[start]

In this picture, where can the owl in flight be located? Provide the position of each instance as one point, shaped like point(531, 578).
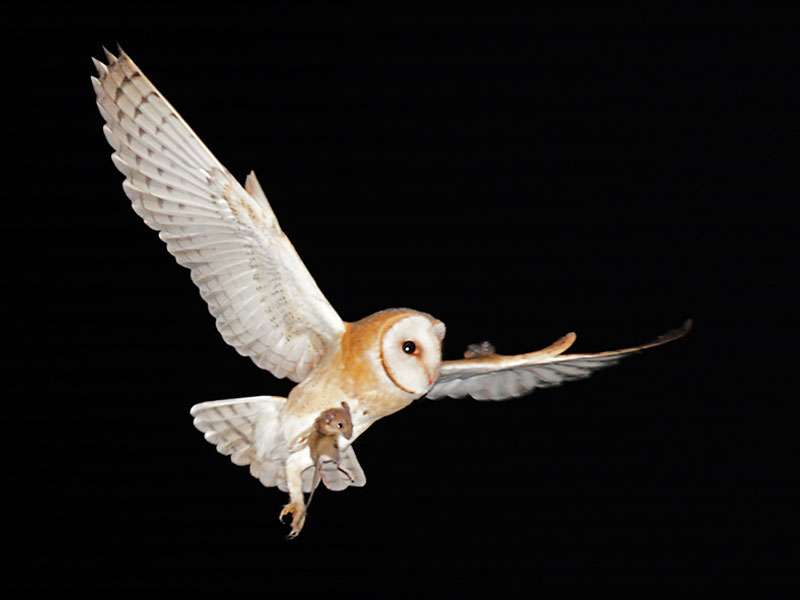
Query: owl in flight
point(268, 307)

[end]
[start]

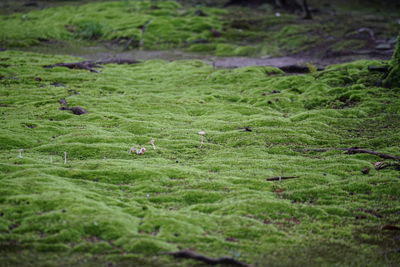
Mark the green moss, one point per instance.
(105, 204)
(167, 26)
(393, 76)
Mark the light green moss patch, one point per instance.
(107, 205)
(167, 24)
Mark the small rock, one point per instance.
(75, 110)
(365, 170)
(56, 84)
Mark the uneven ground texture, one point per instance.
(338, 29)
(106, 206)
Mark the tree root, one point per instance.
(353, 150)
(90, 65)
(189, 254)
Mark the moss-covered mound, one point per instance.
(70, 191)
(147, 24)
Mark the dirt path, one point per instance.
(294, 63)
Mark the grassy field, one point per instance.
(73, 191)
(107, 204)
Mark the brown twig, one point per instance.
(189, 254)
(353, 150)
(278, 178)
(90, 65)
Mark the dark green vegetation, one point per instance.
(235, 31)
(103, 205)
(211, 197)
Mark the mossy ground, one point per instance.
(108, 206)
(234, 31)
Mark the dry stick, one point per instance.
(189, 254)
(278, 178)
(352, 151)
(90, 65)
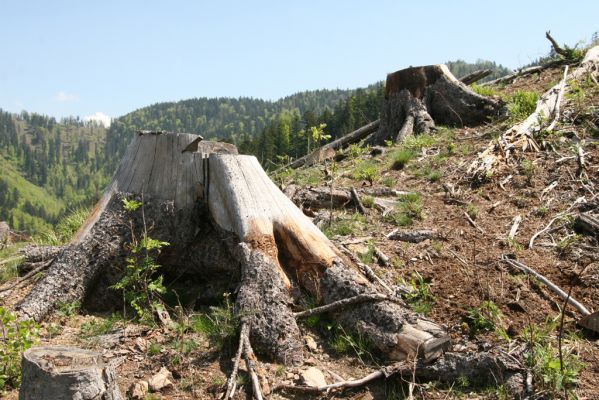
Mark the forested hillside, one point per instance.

[end]
[start]

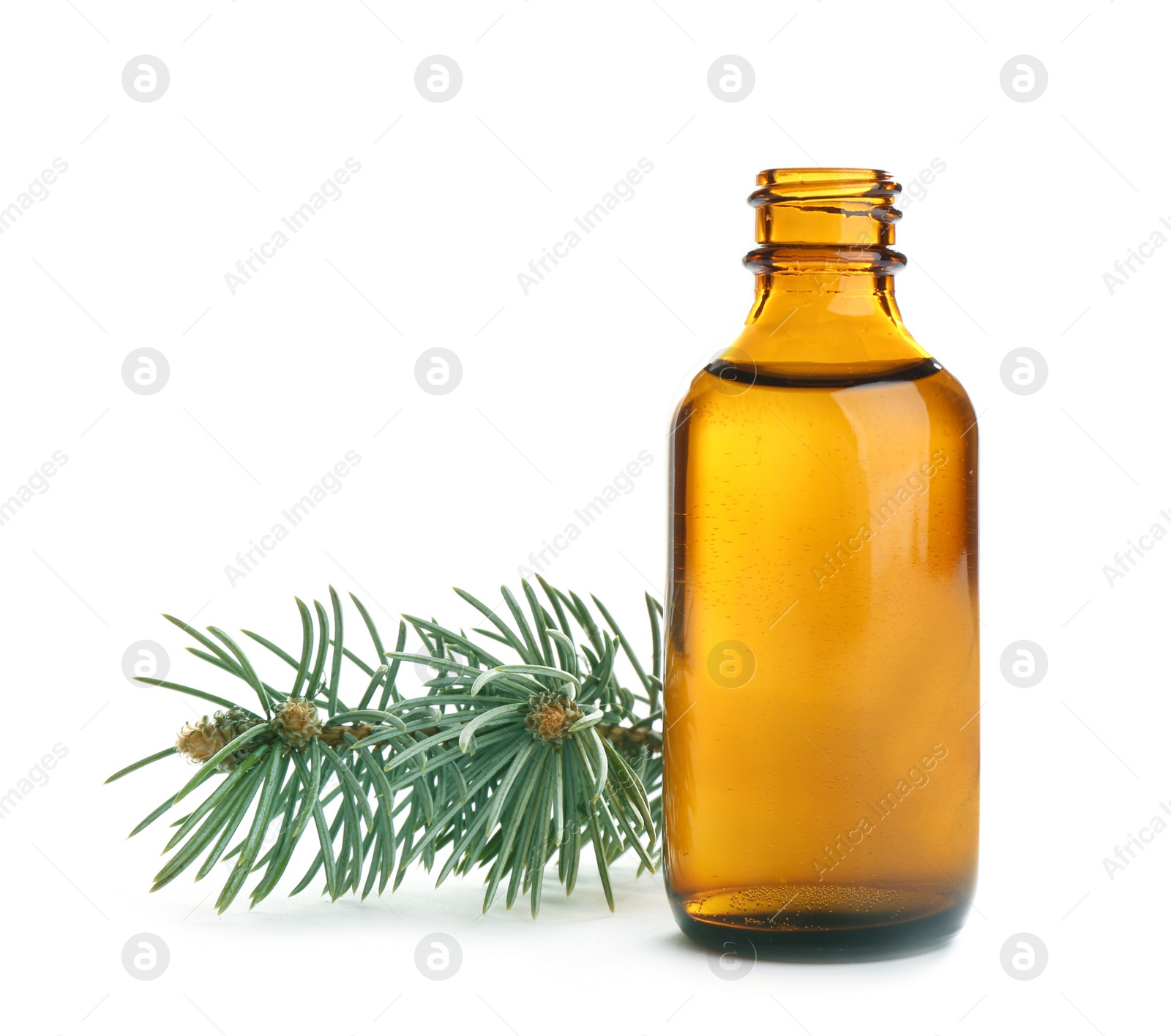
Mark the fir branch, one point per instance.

[end]

§ **What needs to be done**
How many lines in the records above contain the word "green"? Reply with the number alone.

§ **Answer to this exercise**
3